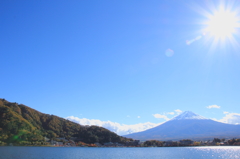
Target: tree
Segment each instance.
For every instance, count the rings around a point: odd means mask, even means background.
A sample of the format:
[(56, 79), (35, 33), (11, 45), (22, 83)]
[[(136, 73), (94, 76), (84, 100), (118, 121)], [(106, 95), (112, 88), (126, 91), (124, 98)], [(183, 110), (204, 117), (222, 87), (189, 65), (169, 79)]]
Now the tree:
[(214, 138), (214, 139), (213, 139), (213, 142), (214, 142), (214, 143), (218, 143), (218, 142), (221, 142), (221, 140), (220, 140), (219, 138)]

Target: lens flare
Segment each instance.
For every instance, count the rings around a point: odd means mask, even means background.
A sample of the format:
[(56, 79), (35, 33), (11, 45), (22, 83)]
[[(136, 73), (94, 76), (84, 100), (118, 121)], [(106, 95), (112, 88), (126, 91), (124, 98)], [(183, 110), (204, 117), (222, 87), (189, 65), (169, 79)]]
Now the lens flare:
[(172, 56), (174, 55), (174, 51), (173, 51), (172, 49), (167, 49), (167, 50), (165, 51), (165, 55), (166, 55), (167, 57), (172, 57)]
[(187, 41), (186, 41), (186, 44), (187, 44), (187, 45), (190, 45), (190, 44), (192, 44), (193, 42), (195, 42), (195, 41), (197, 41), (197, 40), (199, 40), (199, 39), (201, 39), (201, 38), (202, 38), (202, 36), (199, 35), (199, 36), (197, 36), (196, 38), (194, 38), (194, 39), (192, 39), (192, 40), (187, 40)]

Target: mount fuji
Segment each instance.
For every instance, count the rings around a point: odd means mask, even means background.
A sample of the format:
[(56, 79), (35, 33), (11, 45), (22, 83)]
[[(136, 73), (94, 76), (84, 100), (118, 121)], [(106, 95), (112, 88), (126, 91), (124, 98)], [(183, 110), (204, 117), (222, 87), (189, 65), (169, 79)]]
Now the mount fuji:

■ ■ ■ ■

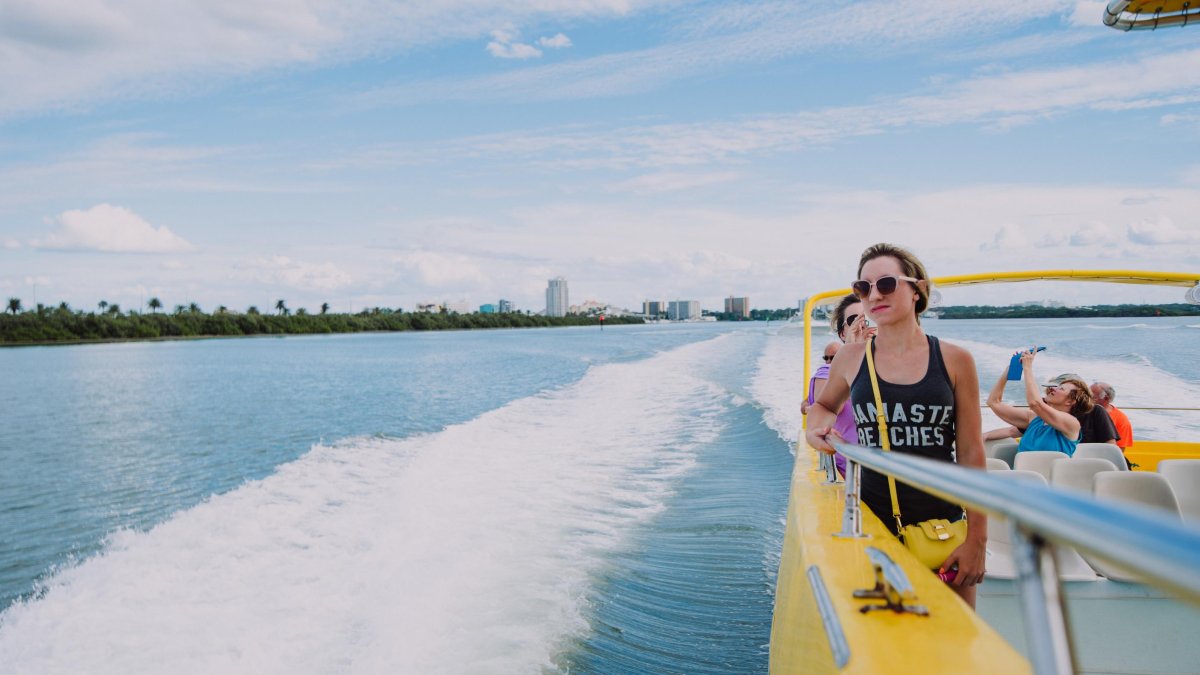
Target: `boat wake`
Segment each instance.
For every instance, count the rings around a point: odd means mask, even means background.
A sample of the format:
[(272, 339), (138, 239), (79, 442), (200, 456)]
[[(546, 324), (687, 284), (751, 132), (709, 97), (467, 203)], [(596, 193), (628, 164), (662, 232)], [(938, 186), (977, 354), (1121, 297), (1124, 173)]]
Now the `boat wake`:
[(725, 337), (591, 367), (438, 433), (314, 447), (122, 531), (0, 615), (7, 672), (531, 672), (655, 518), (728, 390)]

■ ■ ■ ■

- _Exercise objective_
Every line above with the word "Target" belongs in the answer, copied as written.

- _Response to the exercise_
Target: tree
Target: lens flare
Target: mount fuji
Target: `boat wake`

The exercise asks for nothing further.